# Consigne 1
Recopiez l'extrait sur Bernanos en entier, tel quel.

# Extrait choisi
Trechos de Bernanos Et Le Monde Moderne (1989), de Monique Gosselin e Max Milner.
Trois guerres* ont permis à [Georges] Bernanos de prendre la mesure de la modernité, de prendre sa mesure, de se mesurer avec la modernité.
[* première guerre mondiale, guerre civile espagnole, deuxième guerre mondiale]
La première guerre mondiale où Bernanos, en tant que soldat volontaire n'a pas manqué de faire connaissance direct avec la guerre, le mal, la misère réelle de la guerre. [...]
Cependant, avant de prendre connaissance de la guerre moderne dans sa réalité atroce, Bernanos, enfant et adolescent, avait vécu dans son imagination, dans son esprit, avec une image: de la guerre datant de la France d'Ancien Régime, royaliste, aristocratique et chevaleresque. Pour se faire une idée de la guerre chevaleresque qui a nourri l'imaginaire de Bernanos enfant, on peut se reporter aux tout premiers récits de l'auteur publiés dans la revue royaliste "Le Panache" de février à décembre 1907.
On trouve dans ces récits, si imparfaits soient-ils, les éléments essentiels de l'héroïsme guerrier de Bernanos. Héroïsme jamais renié et dont les valeurs lui servent de mesure pour sonder les profondeurs du mal moderne. Indiquons parmi ces valeurs: l'honneur chrétien lié, bien sûr, à l'idée de service et de sacrifice pour le roi, la patrie, les faibles et les démunis, le courage viril face à la mort toujours présente, enfin l'esprit d'enfance couronnant l'esprit de chevalerie de ce surcroît de générosité que représente "le panache".

# Consigne 2
Relevez chaque ligne des entrées qui contient le mot « green ». La casse compte.

# Données

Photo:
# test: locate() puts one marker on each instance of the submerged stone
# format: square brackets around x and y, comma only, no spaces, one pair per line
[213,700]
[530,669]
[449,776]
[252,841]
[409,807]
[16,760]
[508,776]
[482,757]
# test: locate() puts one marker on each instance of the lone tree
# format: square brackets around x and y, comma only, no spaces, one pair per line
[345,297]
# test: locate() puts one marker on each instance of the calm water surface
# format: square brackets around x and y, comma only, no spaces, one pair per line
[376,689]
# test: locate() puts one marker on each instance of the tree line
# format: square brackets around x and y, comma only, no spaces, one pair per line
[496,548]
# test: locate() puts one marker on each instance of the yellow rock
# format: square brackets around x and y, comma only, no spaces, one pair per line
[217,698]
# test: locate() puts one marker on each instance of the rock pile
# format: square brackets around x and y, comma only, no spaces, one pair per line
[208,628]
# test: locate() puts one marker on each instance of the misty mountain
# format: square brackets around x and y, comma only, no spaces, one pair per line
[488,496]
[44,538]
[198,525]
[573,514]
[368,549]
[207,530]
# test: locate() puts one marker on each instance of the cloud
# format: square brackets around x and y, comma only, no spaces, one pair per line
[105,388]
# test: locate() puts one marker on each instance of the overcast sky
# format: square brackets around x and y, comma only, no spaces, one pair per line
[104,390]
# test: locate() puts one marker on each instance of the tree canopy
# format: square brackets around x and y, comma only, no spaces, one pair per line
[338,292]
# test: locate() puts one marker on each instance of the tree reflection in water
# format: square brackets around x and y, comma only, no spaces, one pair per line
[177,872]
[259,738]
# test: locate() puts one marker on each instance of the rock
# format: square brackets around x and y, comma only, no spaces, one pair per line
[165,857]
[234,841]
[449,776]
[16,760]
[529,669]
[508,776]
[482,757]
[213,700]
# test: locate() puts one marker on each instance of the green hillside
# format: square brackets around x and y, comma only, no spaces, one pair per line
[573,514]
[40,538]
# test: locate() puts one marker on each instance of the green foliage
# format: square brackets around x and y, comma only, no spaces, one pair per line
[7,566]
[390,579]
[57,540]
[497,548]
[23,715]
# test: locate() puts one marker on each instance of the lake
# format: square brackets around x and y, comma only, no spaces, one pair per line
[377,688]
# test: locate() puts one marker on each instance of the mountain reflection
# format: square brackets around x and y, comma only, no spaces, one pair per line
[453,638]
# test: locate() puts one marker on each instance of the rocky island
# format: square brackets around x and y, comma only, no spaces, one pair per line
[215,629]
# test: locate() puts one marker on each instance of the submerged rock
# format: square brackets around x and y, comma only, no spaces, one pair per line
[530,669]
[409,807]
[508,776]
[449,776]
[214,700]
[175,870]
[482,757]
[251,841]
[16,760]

# Résultat 1
Trechos de Bernanos Et Le Monde Moderne (1989), de Monique Gosselin e Max Milner.
Trois guerres* ont permis à [Georges] Bernanos de prendre la mesure de la modernité, de prendre sa mesure, de se mesurer avec la modernité.
[* première guerre mondiale, guerre civile espagnole, deuxième guerre mondiale]
La première guerre mondiale où Bernanos, en tant que soldat volontaire n'a pas manqué de faire connaissance direct avec la guerre, le mal, la misère réelle de la guerre. [...]
Cependant, avant de prendre connaissance de la guerre moderne dans sa réalité atroce, Bernanos, enfant et adolescent, avait vécu dans son imagination, dans son esprit, avec une image: de la guerre datant de la France d'Ancien Régime, royaliste, aristocratique et chevaleresque. Pour se faire une idée de la guerre chevaleresque qui a nourri l'imaginaire de Bernanos enfant, on peut se reporter aux tout premiers récits de l'auteur publiés dans la revue royaliste "Le Panache" de février à décembre 1907.
On trouve dans ces récits, si imparfaits soient-ils, les éléments essentiels de l'héroïsme guerrier de Bernanos. Héroïsme jamais renié et dont les valeurs lui servent de mesure pour sonder les profondeurs du mal moderne. Indiquons parmi ces valeurs: l'honneur chrétien lié, bien sûr, à l'idée de service et de sacrifice pour le roi, la patrie, les faibles et les démunis, le courage viril face à la mort toujours présente, enfin l'esprit d'enfance couronnant l'esprit de chevalerie de ce surcroît de générosité que représente "le panache".

# Résultat 2
# test: locate() puts one marker on each instance of the green hillside
# test: locate() puts one marker on each instance of the green foliage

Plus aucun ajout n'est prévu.